Bob will participate in a programming contest. There are altogether n problems in the contest. Unlike in PAT (Programming Ability Test), in a programming contest one can not obtain partial scores. For problem i, Bob will need time[i] to solve it and obtains the corresponding score[i], or he may choose not to solve it at all. Bob will be happy when he obtains a total score no less than happy_score. You are supposed to find the minimum time needed for Bob to be happy. The function need_time must return the minimum time, or -1 if it is impossible for Bob to obtain a score no less than happy_score.
Format of function:
int need_time(const int time[], const int score[], int happy_score, int n);
Here n (1≤n≤ MAXN) is the number of problems; happy_score (1≤ happy_score ≤ MAXS) is the minimum score for Bob to be happy; time[] is the array to store time[i] (1≤time[i]≤100) which is the time to solve problem i; score[] is the array to store score[i] (1≤score[i]≤100) which is the score Bob gets for solving problem i.
Sample program of judge:
#include <stdio.h>
#define MAXN 10
#define MAXS 1000
int need_time(const int time[], const int score[], int happy_score, int n);
int main() {
int n, i, happy_score;
int time[MAXN], score[MAXN];
scanf("%d %d", &n, &happy_score);
for (i = 0; i < n; ++i)
scanf("%d", &time[i]);
for (i = 0; i < n; ++i)
scanf("%d", &score[i]);
printf("%d\n", need_time(time, score, happy_score, n));
return 0;
}
/* Your function will be put here */
Sample Input:
6 121
84 87 78 16 94 38
87 93 50 22 63 28
Sample Output:
125
思路:
题目初看蛮复杂的,想清楚了会发现其实是一道典型的0/1背包问题,可以采用动态规划。

---------------

学以致用:
**A.** 从原文片段中摘录一段:从含有“Bob will participate”的地方开始,到“a score no less than happy_score.”结束。
**B.** 根据原文片段回答:
(i) time[i] 的取值范围是多少?
(ii) 样例输出是多少?
(iii) 思路部分认为这道题属于哪一类问题?
后面列出的条目用不上。

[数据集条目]
---------------

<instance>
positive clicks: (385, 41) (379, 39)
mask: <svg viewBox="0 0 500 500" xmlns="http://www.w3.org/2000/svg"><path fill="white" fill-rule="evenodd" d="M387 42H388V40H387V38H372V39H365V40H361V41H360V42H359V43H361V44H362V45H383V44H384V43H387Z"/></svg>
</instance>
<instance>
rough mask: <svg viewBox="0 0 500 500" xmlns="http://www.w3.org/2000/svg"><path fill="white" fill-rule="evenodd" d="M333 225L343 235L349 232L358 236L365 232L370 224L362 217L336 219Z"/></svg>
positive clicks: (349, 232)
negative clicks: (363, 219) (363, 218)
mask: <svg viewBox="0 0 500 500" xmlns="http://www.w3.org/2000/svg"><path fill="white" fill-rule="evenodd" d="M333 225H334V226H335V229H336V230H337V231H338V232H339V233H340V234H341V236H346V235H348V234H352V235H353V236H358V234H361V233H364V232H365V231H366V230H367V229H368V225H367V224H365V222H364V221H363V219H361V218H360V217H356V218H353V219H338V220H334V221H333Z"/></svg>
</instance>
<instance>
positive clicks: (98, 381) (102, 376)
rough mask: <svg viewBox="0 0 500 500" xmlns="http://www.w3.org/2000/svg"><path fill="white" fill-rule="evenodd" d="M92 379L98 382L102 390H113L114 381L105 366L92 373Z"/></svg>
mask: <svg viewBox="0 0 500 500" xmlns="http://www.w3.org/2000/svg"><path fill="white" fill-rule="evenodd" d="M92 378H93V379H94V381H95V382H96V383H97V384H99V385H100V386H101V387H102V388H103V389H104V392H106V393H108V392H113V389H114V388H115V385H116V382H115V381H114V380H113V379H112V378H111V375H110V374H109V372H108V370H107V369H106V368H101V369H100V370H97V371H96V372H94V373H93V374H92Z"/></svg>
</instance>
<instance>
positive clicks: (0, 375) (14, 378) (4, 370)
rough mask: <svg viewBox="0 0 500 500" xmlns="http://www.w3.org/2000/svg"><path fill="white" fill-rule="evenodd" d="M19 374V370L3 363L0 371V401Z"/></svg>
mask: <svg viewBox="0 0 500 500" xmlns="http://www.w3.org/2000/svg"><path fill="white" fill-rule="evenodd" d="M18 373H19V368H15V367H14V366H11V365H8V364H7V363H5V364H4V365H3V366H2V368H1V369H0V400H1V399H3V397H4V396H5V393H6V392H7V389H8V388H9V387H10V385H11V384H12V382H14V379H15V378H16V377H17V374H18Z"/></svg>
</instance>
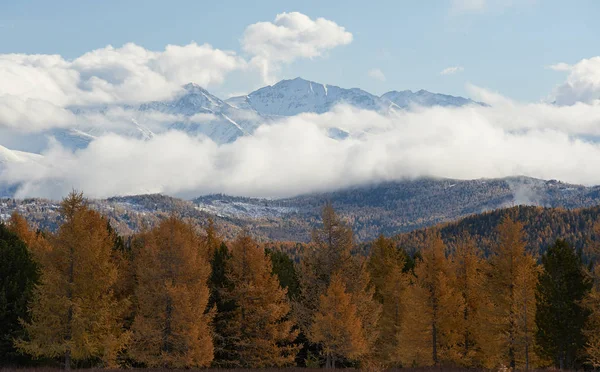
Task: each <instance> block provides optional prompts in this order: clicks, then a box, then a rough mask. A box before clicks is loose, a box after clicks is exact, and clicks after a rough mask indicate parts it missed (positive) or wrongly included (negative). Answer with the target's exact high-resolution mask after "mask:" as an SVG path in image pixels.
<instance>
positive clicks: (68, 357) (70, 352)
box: [65, 347, 71, 371]
mask: <svg viewBox="0 0 600 372" xmlns="http://www.w3.org/2000/svg"><path fill="white" fill-rule="evenodd" d="M70 370H71V348H70V347H69V348H67V351H65V371H70Z"/></svg>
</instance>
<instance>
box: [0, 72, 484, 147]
mask: <svg viewBox="0 0 600 372" xmlns="http://www.w3.org/2000/svg"><path fill="white" fill-rule="evenodd" d="M342 103H344V104H349V105H352V106H355V107H357V108H361V109H365V110H374V111H378V112H381V113H383V114H387V113H390V112H392V111H394V110H406V109H410V108H411V107H413V106H415V105H417V106H426V107H430V106H464V105H469V104H480V103H478V102H474V101H472V100H470V99H467V98H463V97H454V96H448V95H443V94H437V93H431V92H427V91H424V90H420V91H418V92H411V91H402V92H396V91H393V92H388V93H386V94H384V95H382V96H381V97H378V96H376V95H373V94H371V93H369V92H366V91H364V90H361V89H358V88H352V89H345V88H340V87H337V86H333V85H327V84H321V83H316V82H313V81H308V80H304V79H301V78H296V79H293V80H282V81H280V82H278V83H277V84H274V85H272V86H266V87H263V88H260V89H258V90H256V91H254V92H252V93H250V94H248V95H246V96H240V97H234V98H230V99H227V100H222V99H220V98H218V97H216V96H215V95H213V94H211V93H210V92H208V91H207V90H206V89H204V88H202V87H200V86H198V85H196V84H193V83H189V84H187V85H185V86H184V87H183V89H182V91H181V93H180V94H179V95H177V96H176V97H174V98H173V99H170V100H166V101H156V102H146V103H142V104H139V105H131V104H125V103H123V104H111V105H105V106H99V107H98V106H94V107H72V108H71V109H70V110H71V112H72V113H73V114H74V115H75V118H76V120H75V124H73V125H72V126H69V127H61V128H55V129H51V130H47V131H43V132H41V133H39V136H42V137H53V138H55V139H56V140H58V142H60V143H61V144H62V145H63V146H64V147H66V148H68V149H72V150H75V149H82V148H85V147H87V146H88V145H89V143H90V142H91V141H93V140H94V139H96V138H98V137H100V136H102V135H106V134H109V133H115V134H118V135H121V136H125V137H130V138H136V139H142V140H147V139H150V138H152V137H154V135H155V134H158V133H162V132H165V131H169V130H178V131H182V132H186V133H188V134H190V135H205V136H207V137H209V138H211V139H212V140H213V141H215V142H216V143H218V144H223V143H230V142H233V141H235V140H236V139H237V138H239V137H241V136H245V135H251V134H252V133H253V132H254V130H255V129H256V128H257V127H258V126H260V125H262V124H269V123H271V122H272V121H274V120H277V119H278V118H280V117H282V116H284V117H285V116H293V115H297V114H302V113H324V112H327V111H329V110H331V109H332V108H333V107H334V106H335V105H338V104H342ZM332 137H334V138H339V137H340V136H339V135H338V134H337V132H336V131H335V130H332ZM32 142H33V141H32ZM35 142H38V143H40V144H45V143H46V141H44V140H39V141H35ZM0 145H2V142H1V139H0ZM41 150H42V148H39V149H37V151H38V152H39V151H41Z"/></svg>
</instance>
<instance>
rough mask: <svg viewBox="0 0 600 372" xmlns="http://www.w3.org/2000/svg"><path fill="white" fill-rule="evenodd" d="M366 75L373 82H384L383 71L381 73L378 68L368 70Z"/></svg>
mask: <svg viewBox="0 0 600 372" xmlns="http://www.w3.org/2000/svg"><path fill="white" fill-rule="evenodd" d="M368 75H369V77H371V78H373V79H375V80H379V81H385V75H384V73H383V71H381V70H380V69H378V68H374V69H371V70H369V72H368Z"/></svg>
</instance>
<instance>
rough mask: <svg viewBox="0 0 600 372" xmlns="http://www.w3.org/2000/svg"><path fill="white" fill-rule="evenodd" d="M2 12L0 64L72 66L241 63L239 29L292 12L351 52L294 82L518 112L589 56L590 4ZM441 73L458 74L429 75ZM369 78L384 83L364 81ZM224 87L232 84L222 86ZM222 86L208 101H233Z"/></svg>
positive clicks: (485, 1)
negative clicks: (122, 50)
mask: <svg viewBox="0 0 600 372" xmlns="http://www.w3.org/2000/svg"><path fill="white" fill-rule="evenodd" d="M461 3H462V5H466V6H467V8H468V6H469V4H470V5H472V6H475V8H476V9H466V8H465V7H462V8H461V7H460V6H459V5H460V4H459V3H458V2H454V1H411V2H408V1H364V0H362V1H354V0H344V1H331V0H330V1H326V2H324V1H302V2H300V1H294V2H292V1H281V0H279V1H255V2H251V1H218V2H217V1H210V2H209V1H176V2H174V1H169V2H167V1H153V0H146V1H114V0H110V1H97V2H92V1H60V0H56V1H47V0H38V1H13V0H0V53H27V54H37V53H41V54H60V55H62V56H63V57H65V58H67V59H73V58H76V57H78V56H80V55H81V54H83V53H85V52H88V51H90V50H93V49H97V48H102V47H104V46H106V45H108V44H111V45H113V46H115V47H118V46H121V45H123V44H125V43H128V42H134V43H136V44H138V45H141V46H143V47H145V48H147V49H151V50H163V49H164V47H165V45H167V44H178V45H185V44H188V43H189V42H191V41H196V42H197V43H199V44H201V43H210V44H212V45H213V46H214V47H215V48H219V49H224V50H233V51H236V52H237V53H238V54H240V55H242V56H244V52H243V51H242V50H241V46H240V39H241V37H242V35H243V33H244V30H245V29H246V27H247V26H248V25H250V24H253V23H256V22H259V21H273V19H274V17H275V16H276V15H277V14H279V13H282V12H291V11H298V12H301V13H304V14H306V15H307V16H309V17H311V18H312V19H315V18H317V17H323V18H326V19H328V20H331V21H334V22H335V23H337V24H338V25H340V26H343V27H345V29H346V31H349V32H351V33H352V35H353V41H352V42H351V43H350V44H348V45H341V46H338V47H335V48H332V49H331V50H328V51H327V52H326V53H324V55H323V56H320V57H316V58H313V59H306V58H304V59H297V60H296V61H294V62H293V63H291V64H287V65H284V66H283V67H282V69H281V71H280V72H279V74H278V77H279V78H293V77H296V76H302V77H304V78H306V79H310V80H315V81H318V82H323V83H329V84H334V85H339V86H342V87H360V88H363V89H365V90H368V91H370V92H372V93H376V94H381V93H384V92H386V91H389V90H402V89H412V90H417V89H427V90H430V91H436V92H443V93H448V94H455V95H468V93H467V91H466V89H465V85H466V84H467V83H472V84H475V85H477V86H480V87H485V88H487V89H490V90H492V91H497V92H499V93H501V94H503V95H506V96H508V97H511V98H513V99H516V100H519V101H539V100H540V99H543V98H545V97H546V96H547V95H548V94H549V93H550V92H551V91H552V89H553V88H554V87H555V86H556V85H558V84H559V83H560V82H562V81H564V80H565V77H566V74H567V73H566V72H561V71H553V70H551V69H548V68H546V67H545V66H548V65H551V64H555V63H559V62H566V63H569V64H574V63H576V62H578V61H580V60H581V59H584V58H589V57H593V56H596V55H598V47H597V46H598V40H597V37H598V35H600V23H599V22H597V16H598V14H600V1H597V0H578V1H573V2H565V1H554V0H538V1H534V0H521V1H519V0H512V1H511V0H487V1H486V0H469V1H467V0H465V1H463V2H461ZM452 66H460V67H462V68H463V69H464V70H463V71H461V72H458V73H456V74H451V75H441V74H440V72H441V71H442V70H443V69H445V68H447V67H452ZM372 69H379V70H381V71H382V72H383V74H384V75H385V81H380V80H377V79H374V78H373V77H371V76H369V74H368V71H369V70H372ZM234 77H235V76H234ZM245 88H246V87H245V86H242V85H239V84H237V83H236V81H235V80H234V79H227V80H226V81H225V83H224V85H223V86H222V87H220V88H219V89H217V91H218V93H223V94H225V93H226V92H234V91H235V92H237V91H239V90H240V89H242V90H243V89H245Z"/></svg>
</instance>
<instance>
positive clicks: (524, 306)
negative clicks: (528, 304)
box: [524, 297, 529, 371]
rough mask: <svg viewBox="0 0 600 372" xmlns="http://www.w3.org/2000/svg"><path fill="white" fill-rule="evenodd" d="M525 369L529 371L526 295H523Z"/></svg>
mask: <svg viewBox="0 0 600 372" xmlns="http://www.w3.org/2000/svg"><path fill="white" fill-rule="evenodd" d="M524 308H525V370H526V371H529V328H528V325H527V297H525V303H524Z"/></svg>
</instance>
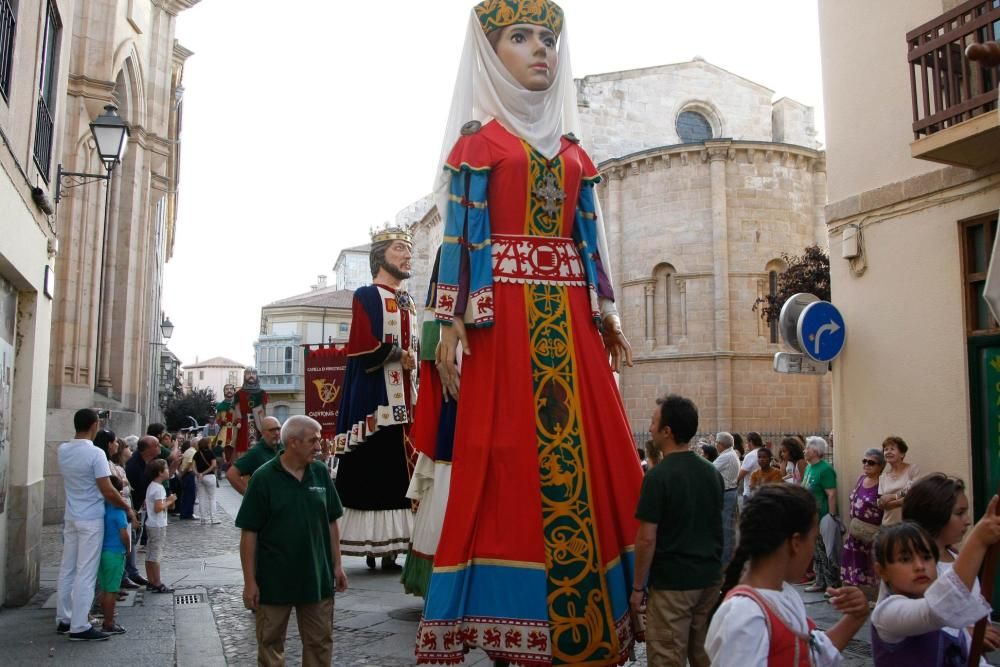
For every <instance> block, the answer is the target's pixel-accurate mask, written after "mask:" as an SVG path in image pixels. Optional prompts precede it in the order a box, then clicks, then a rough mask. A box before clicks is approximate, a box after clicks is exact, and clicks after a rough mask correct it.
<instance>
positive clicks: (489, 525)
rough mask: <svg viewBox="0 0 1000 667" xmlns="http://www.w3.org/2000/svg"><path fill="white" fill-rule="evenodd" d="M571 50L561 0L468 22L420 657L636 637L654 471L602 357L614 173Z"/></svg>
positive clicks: (551, 659)
mask: <svg viewBox="0 0 1000 667" xmlns="http://www.w3.org/2000/svg"><path fill="white" fill-rule="evenodd" d="M568 55H569V51H568V44H567V36H566V33H565V29H564V18H563V12H562V10H561V9H560V8H559V7H558V6H557V5H556V4H555V3H553V2H551V1H550V0H486V1H485V2H482V3H481V4H479V5H477V6H476V7H475V8H474V10H473V12H472V14H471V16H470V21H469V27H468V33H467V37H466V46H465V50H464V52H463V61H462V63H461V65H460V67H459V75H458V78H457V81H456V91H455V96H454V98H453V103H452V109H451V114H450V118H449V125H448V128H447V130H446V134H445V148H444V149H443V151H442V159H441V172H439V180H438V188H437V193H438V195H439V197H438V207H439V210H440V211H442V214H443V216H444V218H445V220H444V238H443V244H442V250H441V259H440V267H439V272H438V276H437V282H436V295H435V296H436V298H435V317H436V319H437V320H438V321H439V322H440V323H441V325H442V326H441V342H440V343H439V344H438V348H437V357H436V364H437V369H438V371H439V372H440V374H441V379H442V384H443V387H444V391H445V392H446V393H447V394H448V396H449V398H458V397H459V395H460V396H461V398H460V400H458V402H457V417H456V422H455V433H454V449H453V458H452V466H451V467H452V470H451V488H450V494H449V497H448V501H447V507H446V510H445V515H444V522H443V525H442V530H441V537H440V540H439V542H438V544H437V550H436V553H435V554H434V568H433V571H432V574H431V578H430V586H429V590H428V592H427V598H426V604H425V608H424V614H423V618H422V620H421V622H420V626H419V628H418V634H417V637H416V642H417V646H416V655H417V662H418V664H434V663H439V664H440V663H444V664H457V663H459V662H461V661H462V659H463V651H465V650H467V649H468V648H470V647H479V648H482V649H484V650H486V652H487V653H488V654H489V655H490V657H491V658H493V659H494V660H496V661H498V662H504V661H507V662H511V663H516V664H519V665H531V666H533V667H535V666H542V665H553V664H586V665H591V666H600V665H617V664H620V663H622V662H624V661H625V660H626V659H627V658H628V655H629V651H630V649H631V647H632V644H633V641H634V637H635V630H634V622H633V619H632V616H631V614H630V611H629V594H630V592H631V591H632V587H633V570H634V566H635V558H634V543H635V536H636V532H637V529H638V522H637V521H636V520H635V519H634V518H633V513H634V512H635V508H636V503H637V500H638V497H639V488H640V486H641V483H642V472H641V468H640V465H639V460H638V457H637V456H636V450H635V446H634V444H633V439H632V434H631V429H630V426H629V422H628V419H627V417H626V413H625V409H624V407H623V404H622V401H621V397H620V395H619V393H618V388H617V385H616V383H615V378H614V375H613V373H612V368H611V367H609V357H610V360H611V366H614V367H615V368H616V369H618V368H620V367H621V363H622V362H623V361H624V363H626V364H631V358H630V357H631V350H630V348H629V346H628V342H627V341H626V340H625V338H624V336H623V335H622V333H621V325H620V320H619V318H618V314H617V310H616V308H615V303H614V293H613V290H612V285H611V281H610V276H611V271H610V268H609V265H608V258H609V253H608V251H607V243H606V241H605V236H604V229H603V220H602V216H601V210H600V207H599V205H598V202H597V199H596V196H595V191H594V190H595V186H596V185H597V183H598V182H599V181H600V178H601V177H600V175H599V174H598V171H597V169H596V168H595V166H594V164H593V162H592V161H591V159H590V157H589V156H588V155H587V153H586V152H585V151H584V150H583V148H582V147H581V145H580V141H579V140H578V139H577V138H576V137H575V136H573V135H572V134H567V132H569V131H571V130H573V131H579V128H578V126H577V124H576V88H575V86H574V83H573V77H572V73H571V71H570V67H569V58H568ZM460 342H461V345H462V347H463V348H464V351H463V352H460V353H458V354H460V355H461V357H462V364H461V369H460V371H459V368H458V366H457V364H456V350H457V348H458V346H459V343H460ZM421 399H422V397H421ZM435 493H436V491H435Z"/></svg>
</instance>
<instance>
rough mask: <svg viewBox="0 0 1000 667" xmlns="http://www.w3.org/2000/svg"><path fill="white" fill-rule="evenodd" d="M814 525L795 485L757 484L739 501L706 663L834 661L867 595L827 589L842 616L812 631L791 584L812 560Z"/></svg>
mask: <svg viewBox="0 0 1000 667" xmlns="http://www.w3.org/2000/svg"><path fill="white" fill-rule="evenodd" d="M818 531H819V517H818V514H817V511H816V501H815V499H814V498H813V497H812V494H811V493H810V492H809V491H808V490H806V489H804V488H802V487H801V486H795V485H792V484H774V485H767V486H764V487H762V488H761V489H760V490H759V491H758V492H757V493H756V495H754V497H753V498H751V499H750V500H749V501H748V502H747V504H746V505H745V506H744V507H743V513H742V515H741V516H740V543H739V546H738V547H737V548H736V553H735V554H734V555H733V559H732V560H731V561H730V562H729V567H728V568H727V569H726V578H725V581H724V582H723V585H722V595H723V596H724V598H723V602H722V604H721V605H720V606H719V609H718V611H716V613H715V616H714V618H713V619H712V624H711V625H710V626H709V629H708V636H707V638H706V642H705V650H706V651H707V652H708V655H709V657H710V658H711V659H712V665H713V667H728V666H733V667H745V666H746V665H795V666H796V667H799V666H803V667H804V666H807V665H816V666H817V667H826V666H832V665H838V664H840V651H841V649H843V648H844V647H845V646H846V645H847V642H848V641H849V640H850V639H851V637H853V636H854V634H855V633H856V632H857V631H858V630H860V629H861V626H863V625H864V622H865V619H866V618H867V616H868V601H867V599H866V598H865V595H864V593H862V592H861V590H860V589H858V588H855V587H846V588H830V589H827V592H828V593H829V594H830V596H831V597H830V602H831V604H833V606H834V608H835V609H837V611H839V612H841V613H843V614H844V616H843V618H841V619H840V621H838V622H837V623H836V625H834V626H833V627H832V628H830V629H829V630H827V631H826V632H822V631H819V630H816V626H815V624H814V623H813V622H812V620H811V619H809V617H808V616H807V615H806V608H805V605H804V604H803V602H802V598H801V597H799V593H798V591H796V590H795V588H794V587H793V586H792V584H793V583H795V582H798V581H800V580H801V579H802V577H803V575H805V573H806V570H807V569H808V568H809V564H810V563H811V562H812V558H813V551H814V549H815V545H816V533H817V532H818Z"/></svg>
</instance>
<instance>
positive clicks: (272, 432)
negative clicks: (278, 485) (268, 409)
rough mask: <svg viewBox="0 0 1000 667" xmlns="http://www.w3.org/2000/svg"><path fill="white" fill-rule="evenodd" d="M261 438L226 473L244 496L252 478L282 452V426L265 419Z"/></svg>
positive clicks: (277, 421)
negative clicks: (280, 452) (260, 469)
mask: <svg viewBox="0 0 1000 667" xmlns="http://www.w3.org/2000/svg"><path fill="white" fill-rule="evenodd" d="M260 426H261V438H260V440H258V441H257V444H255V445H254V446H253V447H251V448H250V449H249V450H248V451H247V453H246V454H244V455H243V456H241V457H240V458H239V459H237V460H236V462H235V463H233V465H231V466H229V470H227V471H226V479H227V480H229V483H230V484H231V485H232V487H233V488H234V489H236V490H237V491H239V492H240V495H241V496H242V495H243V494H244V493H246V492H247V484H249V483H250V476H251V475H253V473H254V471H256V470H257V468H259V467H261V466H262V465H264V464H265V463H267V462H268V461H270V460H271V459H273V458H274V457H275V456H277V455H278V452H280V451H281V424H279V423H278V420H277V419H275V418H274V417H264V420H263V421H262V422H261V424H260Z"/></svg>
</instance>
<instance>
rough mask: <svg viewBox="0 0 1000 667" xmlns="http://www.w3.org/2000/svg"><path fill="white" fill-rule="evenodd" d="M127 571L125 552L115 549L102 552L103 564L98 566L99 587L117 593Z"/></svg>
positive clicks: (105, 589) (97, 586) (97, 585)
mask: <svg viewBox="0 0 1000 667" xmlns="http://www.w3.org/2000/svg"><path fill="white" fill-rule="evenodd" d="M124 573H125V554H123V553H122V554H119V553H115V552H114V551H102V552H101V564H100V565H99V566H98V568H97V588H98V589H99V590H100V591H102V592H104V593H117V592H118V589H119V588H121V585H122V574H124Z"/></svg>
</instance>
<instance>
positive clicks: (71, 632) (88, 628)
mask: <svg viewBox="0 0 1000 667" xmlns="http://www.w3.org/2000/svg"><path fill="white" fill-rule="evenodd" d="M107 639H111V635H109V634H108V633H106V632H101V631H100V630H95V629H94V628H87V629H86V630H84V631H83V632H71V633H69V640H70V641H71V642H103V641H105V640H107Z"/></svg>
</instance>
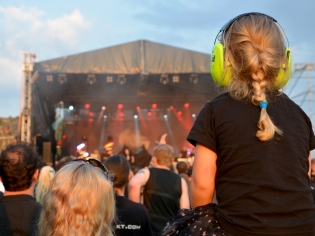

---------------

逐题结果:
**A.**
Bob will participate in a programming contest. There are altogether n problems in the contest. Unlike in PAT (Programming Ability Test), in a programming contest one can not obtain partial scores. For problem i, Bob will need time[i] to solve it and obtains the corresponding score[i], or he may choose not to solve it at all. Bob will be happy when he obtains a total score no less than happy_score. You are supposed to find the minimum time needed for Bob to be happy. The function need_time must return the minimum time, or -1 if it is impossible for Bob to obtain a score no less than happy_score.

**B.**
(i) 1≤time[i]≤100
(ii) 125
(iii) 典型的0/1背包问题